*** Opening Data in this exercise ***

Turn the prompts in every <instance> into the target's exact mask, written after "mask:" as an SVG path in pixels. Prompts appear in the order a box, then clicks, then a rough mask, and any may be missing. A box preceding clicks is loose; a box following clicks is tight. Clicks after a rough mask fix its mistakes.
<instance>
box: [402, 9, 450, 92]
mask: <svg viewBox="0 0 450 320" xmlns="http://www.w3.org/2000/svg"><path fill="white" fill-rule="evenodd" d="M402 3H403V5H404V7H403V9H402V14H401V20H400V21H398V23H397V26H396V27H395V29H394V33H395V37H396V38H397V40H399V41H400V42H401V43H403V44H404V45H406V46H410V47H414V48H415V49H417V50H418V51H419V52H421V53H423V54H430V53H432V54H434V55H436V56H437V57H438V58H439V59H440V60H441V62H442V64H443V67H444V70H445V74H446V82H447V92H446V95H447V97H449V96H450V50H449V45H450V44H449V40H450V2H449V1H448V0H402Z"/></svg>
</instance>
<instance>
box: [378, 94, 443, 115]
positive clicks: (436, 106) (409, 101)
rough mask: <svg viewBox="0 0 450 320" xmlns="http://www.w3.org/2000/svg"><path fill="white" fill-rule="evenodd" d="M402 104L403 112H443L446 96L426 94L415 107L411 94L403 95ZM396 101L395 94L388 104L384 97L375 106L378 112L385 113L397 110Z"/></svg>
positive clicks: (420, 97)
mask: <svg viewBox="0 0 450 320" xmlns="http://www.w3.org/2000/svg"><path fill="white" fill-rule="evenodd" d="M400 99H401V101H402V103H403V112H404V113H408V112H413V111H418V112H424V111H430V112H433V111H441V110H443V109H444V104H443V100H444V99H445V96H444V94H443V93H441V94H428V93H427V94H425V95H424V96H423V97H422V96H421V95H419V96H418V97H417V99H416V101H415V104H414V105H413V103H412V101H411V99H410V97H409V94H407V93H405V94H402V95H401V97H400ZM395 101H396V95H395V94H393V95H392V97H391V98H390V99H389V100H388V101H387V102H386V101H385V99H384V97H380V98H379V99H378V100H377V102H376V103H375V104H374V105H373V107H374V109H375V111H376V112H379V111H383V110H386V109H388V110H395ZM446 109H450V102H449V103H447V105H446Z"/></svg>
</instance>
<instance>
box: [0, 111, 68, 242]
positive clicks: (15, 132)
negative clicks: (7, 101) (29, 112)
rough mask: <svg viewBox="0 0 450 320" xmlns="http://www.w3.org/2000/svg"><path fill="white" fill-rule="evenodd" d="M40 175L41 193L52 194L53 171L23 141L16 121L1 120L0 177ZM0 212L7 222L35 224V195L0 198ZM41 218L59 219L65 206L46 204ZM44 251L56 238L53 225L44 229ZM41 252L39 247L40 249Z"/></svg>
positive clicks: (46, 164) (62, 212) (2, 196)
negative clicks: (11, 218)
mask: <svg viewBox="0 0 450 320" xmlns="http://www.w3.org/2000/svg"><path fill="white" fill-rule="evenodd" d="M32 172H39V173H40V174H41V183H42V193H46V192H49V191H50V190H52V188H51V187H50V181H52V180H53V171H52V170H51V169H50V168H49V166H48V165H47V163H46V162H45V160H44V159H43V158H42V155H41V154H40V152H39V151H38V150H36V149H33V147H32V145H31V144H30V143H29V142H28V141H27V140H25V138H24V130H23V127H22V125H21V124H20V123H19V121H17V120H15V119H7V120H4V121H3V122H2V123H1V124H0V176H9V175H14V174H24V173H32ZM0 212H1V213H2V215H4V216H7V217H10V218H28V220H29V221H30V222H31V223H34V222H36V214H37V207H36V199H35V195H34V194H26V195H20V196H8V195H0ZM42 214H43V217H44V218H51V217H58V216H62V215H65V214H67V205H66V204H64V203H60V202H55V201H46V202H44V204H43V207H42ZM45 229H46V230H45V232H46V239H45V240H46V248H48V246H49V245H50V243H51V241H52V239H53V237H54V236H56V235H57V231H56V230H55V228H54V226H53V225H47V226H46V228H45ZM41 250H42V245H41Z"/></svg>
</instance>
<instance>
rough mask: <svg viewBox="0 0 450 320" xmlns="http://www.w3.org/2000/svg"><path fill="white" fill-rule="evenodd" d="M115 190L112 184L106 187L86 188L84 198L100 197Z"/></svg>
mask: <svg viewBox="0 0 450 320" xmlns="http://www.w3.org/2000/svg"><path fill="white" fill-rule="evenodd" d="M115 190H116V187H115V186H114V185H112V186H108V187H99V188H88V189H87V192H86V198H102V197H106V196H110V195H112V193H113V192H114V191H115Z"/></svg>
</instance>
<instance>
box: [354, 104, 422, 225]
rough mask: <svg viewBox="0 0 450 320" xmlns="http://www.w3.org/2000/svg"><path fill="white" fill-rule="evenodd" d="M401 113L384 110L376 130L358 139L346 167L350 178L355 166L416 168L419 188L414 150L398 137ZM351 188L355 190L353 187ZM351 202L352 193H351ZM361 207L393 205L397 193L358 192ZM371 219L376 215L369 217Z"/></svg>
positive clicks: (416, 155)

*** Closing Data in this exercise ***

__Exercise directions__: Every record needs to be reproduced exactly, with none skipped.

__Solution__:
Turn the prompts in every <instance> into the target's exact mask, written after "mask:" as an SVG path in pixels. Prompts appear in the order a box, then clicks, then a rough mask, and any may be missing. A box preceding clicks is loose; a box following clicks is tight. Clicks after a rough mask fix its mistakes.
<instance>
box: [402, 9, 450, 92]
mask: <svg viewBox="0 0 450 320" xmlns="http://www.w3.org/2000/svg"><path fill="white" fill-rule="evenodd" d="M402 3H403V5H404V7H403V9H402V14H401V20H400V21H398V23H397V26H396V27H395V29H394V33H395V37H396V38H397V40H399V41H400V42H401V43H403V44H404V45H406V46H410V47H414V48H415V49H417V50H418V51H419V52H421V53H423V54H430V53H432V54H434V55H436V56H437V57H438V58H439V59H440V60H441V62H442V64H443V67H444V70H445V74H446V82H447V92H446V95H447V97H449V96H450V50H449V45H450V44H449V40H450V2H449V1H448V0H402Z"/></svg>
</instance>
<instance>
box: [378, 94, 443, 115]
positive clicks: (436, 106) (409, 101)
rough mask: <svg viewBox="0 0 450 320" xmlns="http://www.w3.org/2000/svg"><path fill="white" fill-rule="evenodd" d="M402 104L403 112H443L446 96L426 94L415 107L411 94L403 95ZM396 101L395 94L388 104L384 97L375 106L378 112L385 113L397 110Z"/></svg>
positive clicks: (420, 97)
mask: <svg viewBox="0 0 450 320" xmlns="http://www.w3.org/2000/svg"><path fill="white" fill-rule="evenodd" d="M400 99H401V101H402V103H403V112H404V113H408V112H413V111H418V112H424V111H430V112H433V111H441V110H443V109H444V104H443V100H444V99H445V96H444V94H443V93H441V94H428V93H427V94H425V95H424V96H423V97H422V96H421V95H419V96H418V97H417V99H416V101H415V104H414V105H413V103H412V101H411V99H410V97H409V94H407V93H405V94H402V95H401V97H400ZM395 101H396V95H395V94H393V95H392V97H391V98H390V99H389V100H388V101H387V102H386V101H385V99H384V97H380V98H379V99H378V100H377V102H376V103H375V104H374V105H373V107H374V109H375V111H376V112H379V111H383V110H386V109H388V110H395ZM446 109H450V102H449V103H447V105H446Z"/></svg>
</instance>
<instance>
box: [0, 111, 68, 242]
positive clicks: (15, 132)
negative clicks: (7, 101) (29, 112)
rough mask: <svg viewBox="0 0 450 320" xmlns="http://www.w3.org/2000/svg"><path fill="white" fill-rule="evenodd" d="M40 175L41 193L52 194L53 171L23 141L16 121L1 120L0 177ZM0 212L7 222L35 224V195L0 198ZM41 218L59 219L65 206L46 204ZM44 251L56 238L53 225L44 229ZM41 252L39 247L40 249Z"/></svg>
positive clicks: (46, 164) (62, 212) (2, 196)
negative clicks: (11, 218)
mask: <svg viewBox="0 0 450 320" xmlns="http://www.w3.org/2000/svg"><path fill="white" fill-rule="evenodd" d="M32 172H39V173H40V174H41V183H42V193H46V192H49V191H50V190H52V188H51V187H50V181H52V180H53V171H52V170H51V169H50V168H49V166H48V165H47V163H46V162H45V160H44V159H43V158H42V155H41V154H40V152H39V151H38V150H36V149H33V147H32V145H31V144H30V143H29V142H28V141H27V140H25V138H24V130H23V127H22V125H21V124H20V123H19V121H17V120H15V119H7V120H4V121H3V122H2V123H1V124H0V176H9V175H14V174H24V173H32ZM0 212H1V213H2V215H4V216H7V217H10V218H28V220H29V221H30V222H31V223H34V222H36V214H37V207H36V199H35V195H34V194H26V195H20V196H8V195H0ZM42 214H43V217H44V218H51V217H58V216H62V215H65V214H67V205H66V204H64V203H60V202H55V201H46V202H44V204H43V207H42ZM45 229H46V230H45V232H46V239H45V240H46V248H48V246H49V245H50V243H51V241H52V239H53V237H54V236H56V235H57V231H56V230H55V228H54V226H53V225H47V226H46V228H45ZM41 250H42V245H41Z"/></svg>
</instance>
<instance>
rough mask: <svg viewBox="0 0 450 320" xmlns="http://www.w3.org/2000/svg"><path fill="white" fill-rule="evenodd" d="M115 190L112 184L106 187L86 188L84 198L100 197Z"/></svg>
mask: <svg viewBox="0 0 450 320" xmlns="http://www.w3.org/2000/svg"><path fill="white" fill-rule="evenodd" d="M115 190H116V187H115V186H114V185H112V186H108V187H99V188H88V189H87V192H86V198H102V197H106V196H110V195H112V193H113V192H114V191H115Z"/></svg>
</instance>
<instance>
box: [354, 104, 422, 225]
rough mask: <svg viewBox="0 0 450 320" xmlns="http://www.w3.org/2000/svg"><path fill="white" fill-rule="evenodd" d="M401 113L384 110L376 130L358 139L346 167L350 178L355 166L416 168L419 188L414 150L398 137ZM351 188L355 190L353 187ZM351 202L352 193H351ZM361 207L393 205L397 193L358 192ZM371 219L376 215L369 217Z"/></svg>
positive clicks: (416, 155)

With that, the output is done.